▶ [Exercise]
Edit the winter driving guide between "These tips could" and "and freezing rain.", inclusive, so that "hot chocolate" becomes "hot cocoa", and write out the resulting passage.

▶ [Source document]

□ □ □

Ice and Snow
Photograph ©2020 by Brian Cohen.

16 Tips to Driving a Rental Car in Winter Weather

These tips could save your life.

Winter can mean thick warm blankets, snowball fights, sleigh rides, hot chocolate, and snowmen — but it can also mean cold temperatures, snow, ice, wind, sleet, and freezing rain.

Renting a car in the winter may not be completely avoidable; but in light of the recent winter weather system which resulted in thousands of people being stranded on Interstate 95 for greater than 24 hours — some with little food, water, and fuel — this guide to driving a rental car in winter weather was prepared for you so that you may be better prepared when driving a car in an area which is susceptible to winter weather conditions.

16 Tips to Driving a Rental Car in Winter Weather

Snow road
Photograph ©2020 by Brian Cohen.

You may be forgiven in mistakenly thinking that the members of the staff at a facility of the rental car company would ensure that the vehicle which you are renting is prepared as best as possible for winter weather…

…but the truth is that is not always the case — especially if the vehicle is originally from a rental car facility which is located in a warmer climate, as it could have arrived from one during a one-way rental.

□ □ □

Dataset listing:
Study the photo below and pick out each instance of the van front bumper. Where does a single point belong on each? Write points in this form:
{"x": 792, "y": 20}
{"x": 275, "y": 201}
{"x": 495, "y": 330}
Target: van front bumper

□ □ □

▶ [Written reply]
These tips could save your life.

Winter can mean thick warm blankets, snowball fights, sleigh rides, hot cocoa, and snowmen — but it can also mean cold temperatures, snow, ice, wind, sleet, and freezing rain.